--- Begin The records ---

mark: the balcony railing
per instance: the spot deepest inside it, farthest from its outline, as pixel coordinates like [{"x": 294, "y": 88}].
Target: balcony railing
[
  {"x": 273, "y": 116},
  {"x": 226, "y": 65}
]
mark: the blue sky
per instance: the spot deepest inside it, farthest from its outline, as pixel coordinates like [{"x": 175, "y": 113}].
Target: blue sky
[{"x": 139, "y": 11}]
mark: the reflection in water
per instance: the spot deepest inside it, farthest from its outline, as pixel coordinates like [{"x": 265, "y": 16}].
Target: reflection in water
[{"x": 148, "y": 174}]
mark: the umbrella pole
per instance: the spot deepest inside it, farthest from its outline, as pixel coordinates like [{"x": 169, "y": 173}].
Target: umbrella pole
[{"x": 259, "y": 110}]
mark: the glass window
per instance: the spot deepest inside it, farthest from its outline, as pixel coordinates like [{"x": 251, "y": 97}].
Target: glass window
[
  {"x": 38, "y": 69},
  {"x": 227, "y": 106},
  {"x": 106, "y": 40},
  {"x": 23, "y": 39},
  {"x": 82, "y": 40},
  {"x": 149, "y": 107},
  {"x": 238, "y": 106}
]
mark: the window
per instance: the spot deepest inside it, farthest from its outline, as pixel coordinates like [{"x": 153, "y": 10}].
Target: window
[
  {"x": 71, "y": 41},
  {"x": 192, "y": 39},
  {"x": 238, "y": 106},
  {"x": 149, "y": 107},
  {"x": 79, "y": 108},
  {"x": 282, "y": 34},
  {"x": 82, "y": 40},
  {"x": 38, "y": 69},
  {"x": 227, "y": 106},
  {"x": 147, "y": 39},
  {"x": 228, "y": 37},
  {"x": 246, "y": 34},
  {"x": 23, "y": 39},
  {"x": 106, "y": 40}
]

--- End The records ---

Find "mark: the blue sky" in the data above, then repeat that line and all lines after it exactly, ending with the final line.

Response to this exercise:
mark: the blue sky
per instance: the spot deepest inside it, farthest from its outline, as pixel coordinates like [{"x": 175, "y": 113}].
Target: blue sky
[{"x": 139, "y": 11}]
mark: the reflection in water
per instance: the spot deepest inside it, farthest from its outline, as pixel coordinates like [{"x": 265, "y": 16}].
Target: reflection in water
[{"x": 148, "y": 174}]
mark: the umbrella pole
per instance: the spot deepest inside it, farthest from its outline, as pixel coordinates like [{"x": 169, "y": 173}].
Target: umbrella pole
[{"x": 259, "y": 110}]
mark: the glass window
per instance: the spot deepest inside it, farthest from its outline, as pixel coordinates like [{"x": 251, "y": 97}].
Target: glass window
[
  {"x": 38, "y": 69},
  {"x": 227, "y": 106},
  {"x": 106, "y": 40},
  {"x": 23, "y": 39},
  {"x": 82, "y": 40},
  {"x": 149, "y": 107},
  {"x": 238, "y": 106}
]
mark: the window
per instance: the spot deepest inside it, farthest from its outline, as pixel coordinates like [{"x": 153, "y": 10}].
Target: window
[
  {"x": 71, "y": 41},
  {"x": 192, "y": 39},
  {"x": 238, "y": 106},
  {"x": 149, "y": 107},
  {"x": 79, "y": 108},
  {"x": 282, "y": 34},
  {"x": 82, "y": 40},
  {"x": 38, "y": 69},
  {"x": 227, "y": 106},
  {"x": 147, "y": 39},
  {"x": 228, "y": 37},
  {"x": 246, "y": 34},
  {"x": 23, "y": 39},
  {"x": 106, "y": 40}
]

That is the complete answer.